Data lines:
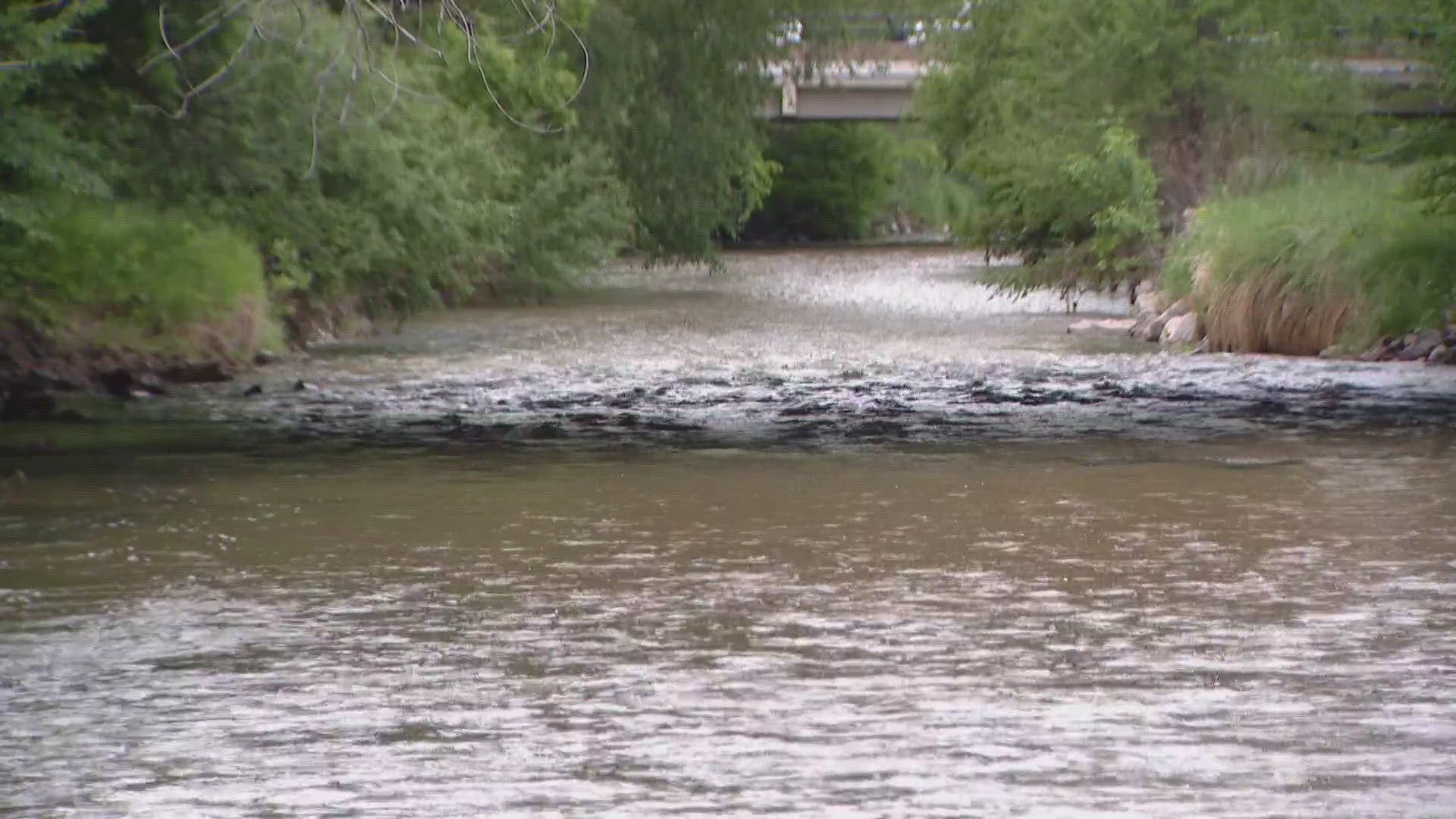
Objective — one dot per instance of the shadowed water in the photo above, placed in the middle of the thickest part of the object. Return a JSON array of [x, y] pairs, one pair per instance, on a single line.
[[1197, 611], [808, 349], [1021, 632]]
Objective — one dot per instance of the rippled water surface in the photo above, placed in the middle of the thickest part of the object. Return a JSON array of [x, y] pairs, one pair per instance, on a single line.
[[1090, 618]]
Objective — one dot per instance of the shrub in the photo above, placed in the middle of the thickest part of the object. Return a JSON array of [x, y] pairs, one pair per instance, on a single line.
[[1338, 259], [126, 276]]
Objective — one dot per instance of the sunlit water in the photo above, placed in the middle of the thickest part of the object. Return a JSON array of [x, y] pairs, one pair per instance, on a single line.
[[1250, 621]]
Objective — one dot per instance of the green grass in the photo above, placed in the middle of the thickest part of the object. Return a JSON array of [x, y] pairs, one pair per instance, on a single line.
[[1340, 259], [134, 279]]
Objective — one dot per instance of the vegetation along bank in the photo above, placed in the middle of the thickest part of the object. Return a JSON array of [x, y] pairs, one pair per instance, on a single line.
[[190, 184]]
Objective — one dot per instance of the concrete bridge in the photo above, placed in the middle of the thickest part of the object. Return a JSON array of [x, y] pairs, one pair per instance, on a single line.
[[878, 83]]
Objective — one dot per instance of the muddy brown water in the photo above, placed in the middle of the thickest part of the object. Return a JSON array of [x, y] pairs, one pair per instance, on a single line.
[[1225, 588]]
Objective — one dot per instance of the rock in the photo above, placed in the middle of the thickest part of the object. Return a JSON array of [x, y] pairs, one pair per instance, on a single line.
[[1147, 327], [1417, 346], [27, 404], [1181, 330], [152, 384], [1180, 308], [1103, 325], [1149, 299], [204, 372]]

__What is being asked__.
Present the records above as a numbered list, omitting blank lines and leaving out the pictures.

__Solution for this task__.
1. Objective — one dot per instance of the shadowed water in the photo above, placed in the middle of the thickest part of the object. Return a JSON array of [x, y] pairs, one pair per instance, on a single line.
2. [[1197, 611], [808, 349], [1021, 632]]
3. Objective — one dot per instance of the rippled water surface in the photo above, placed in the middle of the thickest part of the object. Return a JSON array of [x, y] pairs, one pair per instance, on a single line.
4. [[1090, 618]]
5. Objective — one dot per instance of the shrub in the photo above, placed in the middle of the thickest part of the object. Return a JSON array of [x, y] pairs, one pair per instance, on a single line.
6. [[1338, 259], [126, 276]]
7. Objective — one dot per instance of the sunlit water in the photo above, placed in the middle of the thickest part of the object. Return a JSON array of [x, y] pairs, one pair per instance, on a single line.
8. [[1250, 621]]
9. Objective — one dot per instance of the green grass in the photo above, placed in the middle of the thickest part of the object. Return a JSON array of [x, y] pairs, one pair per instance, on a single line.
10. [[1340, 259], [134, 279]]
11. Objective — one dot per instance of the vegetation along bank in the photo above, placed in the middle of the thickest part of the object. Return a JSON array of [x, y] pairs, one pair per instance, on a single line.
12. [[190, 184]]
13. Objective — one dot per instance of the concrete bridge in the photo above, placed in the middle of the thickest part of the object. Return a JSON array of [x, y] pairs, one pair per instance, on a single line.
14. [[878, 83]]
15. Objective — one dot per instance of the muddy brown water in the photo above, placed in the middle of the thickest part of the object. Return a JSON array of [x, y] pairs, one pair per instance, on a single line.
16. [[1225, 588]]
17. Objective — one dot per instance of the rock in the photo above, placed in the middle of the thickest part of the object. Return a JSON array of [x, y] pairs, one pair per instance, on a single line.
18. [[1147, 327], [1417, 346], [27, 404], [1181, 330], [152, 384], [1180, 308], [1103, 325], [1149, 299], [204, 372]]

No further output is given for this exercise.